═══ MATERIALS PROVIDED ═══
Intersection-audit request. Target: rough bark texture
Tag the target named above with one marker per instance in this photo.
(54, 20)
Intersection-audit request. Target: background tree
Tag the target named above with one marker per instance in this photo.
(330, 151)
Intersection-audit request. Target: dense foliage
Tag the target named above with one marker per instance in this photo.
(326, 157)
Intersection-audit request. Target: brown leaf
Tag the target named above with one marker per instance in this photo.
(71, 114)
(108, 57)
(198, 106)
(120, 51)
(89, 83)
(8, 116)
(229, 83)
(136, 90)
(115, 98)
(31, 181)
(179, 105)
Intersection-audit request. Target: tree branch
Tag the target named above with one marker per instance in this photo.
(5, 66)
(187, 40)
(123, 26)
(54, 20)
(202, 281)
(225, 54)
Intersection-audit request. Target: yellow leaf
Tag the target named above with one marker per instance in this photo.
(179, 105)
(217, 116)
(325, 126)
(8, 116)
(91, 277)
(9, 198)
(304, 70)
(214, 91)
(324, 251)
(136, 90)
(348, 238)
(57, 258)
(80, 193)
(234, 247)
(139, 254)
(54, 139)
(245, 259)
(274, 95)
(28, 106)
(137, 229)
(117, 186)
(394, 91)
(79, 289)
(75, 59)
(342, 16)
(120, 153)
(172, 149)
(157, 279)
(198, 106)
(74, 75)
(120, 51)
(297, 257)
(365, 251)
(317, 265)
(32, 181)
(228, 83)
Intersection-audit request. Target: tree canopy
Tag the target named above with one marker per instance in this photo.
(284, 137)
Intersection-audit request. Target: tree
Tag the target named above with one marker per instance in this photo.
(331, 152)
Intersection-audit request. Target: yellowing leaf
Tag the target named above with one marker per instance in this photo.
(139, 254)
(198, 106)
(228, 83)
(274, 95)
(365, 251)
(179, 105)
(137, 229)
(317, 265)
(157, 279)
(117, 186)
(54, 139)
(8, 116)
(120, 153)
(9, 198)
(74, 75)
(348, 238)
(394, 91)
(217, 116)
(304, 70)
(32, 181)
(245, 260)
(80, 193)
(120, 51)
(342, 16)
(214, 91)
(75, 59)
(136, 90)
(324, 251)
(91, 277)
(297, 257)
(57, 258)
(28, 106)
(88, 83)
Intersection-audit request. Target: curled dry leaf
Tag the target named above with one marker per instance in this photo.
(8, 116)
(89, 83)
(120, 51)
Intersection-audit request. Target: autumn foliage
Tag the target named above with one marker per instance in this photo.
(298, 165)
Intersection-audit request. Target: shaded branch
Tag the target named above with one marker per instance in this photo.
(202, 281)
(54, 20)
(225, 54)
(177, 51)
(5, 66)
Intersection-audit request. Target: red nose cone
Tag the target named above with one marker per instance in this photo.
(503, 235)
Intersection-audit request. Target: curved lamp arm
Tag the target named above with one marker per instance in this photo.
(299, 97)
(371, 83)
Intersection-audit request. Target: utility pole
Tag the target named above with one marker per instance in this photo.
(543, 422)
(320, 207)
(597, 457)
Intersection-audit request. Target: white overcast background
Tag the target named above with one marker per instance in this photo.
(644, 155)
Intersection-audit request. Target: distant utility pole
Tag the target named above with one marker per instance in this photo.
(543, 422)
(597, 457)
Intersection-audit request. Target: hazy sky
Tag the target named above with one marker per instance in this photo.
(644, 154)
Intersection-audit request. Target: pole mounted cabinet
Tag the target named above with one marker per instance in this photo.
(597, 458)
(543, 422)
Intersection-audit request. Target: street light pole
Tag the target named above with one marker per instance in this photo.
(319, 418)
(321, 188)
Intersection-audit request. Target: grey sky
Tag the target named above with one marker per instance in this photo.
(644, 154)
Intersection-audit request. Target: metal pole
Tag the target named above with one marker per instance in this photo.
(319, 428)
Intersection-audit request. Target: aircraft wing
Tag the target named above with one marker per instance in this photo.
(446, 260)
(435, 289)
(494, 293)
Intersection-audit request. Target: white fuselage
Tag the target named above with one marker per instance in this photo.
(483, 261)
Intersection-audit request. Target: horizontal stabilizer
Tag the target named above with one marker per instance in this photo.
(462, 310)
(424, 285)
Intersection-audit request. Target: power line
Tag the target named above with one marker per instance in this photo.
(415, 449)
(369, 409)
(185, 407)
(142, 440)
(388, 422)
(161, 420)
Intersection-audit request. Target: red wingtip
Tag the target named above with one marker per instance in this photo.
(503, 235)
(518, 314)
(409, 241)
═══
EXERCISE PROMPT | Copy the rows starting at the line that contains "Intersection-audit request. Target: metal" and ending at the last line of the rows, keeping every line unchanged.

RESULT FOR THIS TASK |
Intersection-audit request. Target: metal pole
Tag the target named above with one marker per instance in this photo.
(319, 428)
Intersection-audit request. Target: aircraft wing
Tag the target named above with one marker per instance in this photo.
(446, 260)
(435, 289)
(494, 293)
Intersection-audit request. Target: white fuselage
Tag the target named above with one marker per instance in this photo.
(483, 261)
Intersection-audit request. Target: horizontal stabilizer
Tag the target named above with one marker per instance in this photo.
(462, 310)
(424, 285)
Intersection-audit request. Target: power line
Tag the target named above with one marker per instance in this photo.
(415, 449)
(369, 409)
(185, 407)
(142, 440)
(388, 422)
(161, 420)
Intersection-audit request. Target: red wingtip
Tag the target named above with one marker per instance in this photo.
(503, 235)
(518, 314)
(409, 241)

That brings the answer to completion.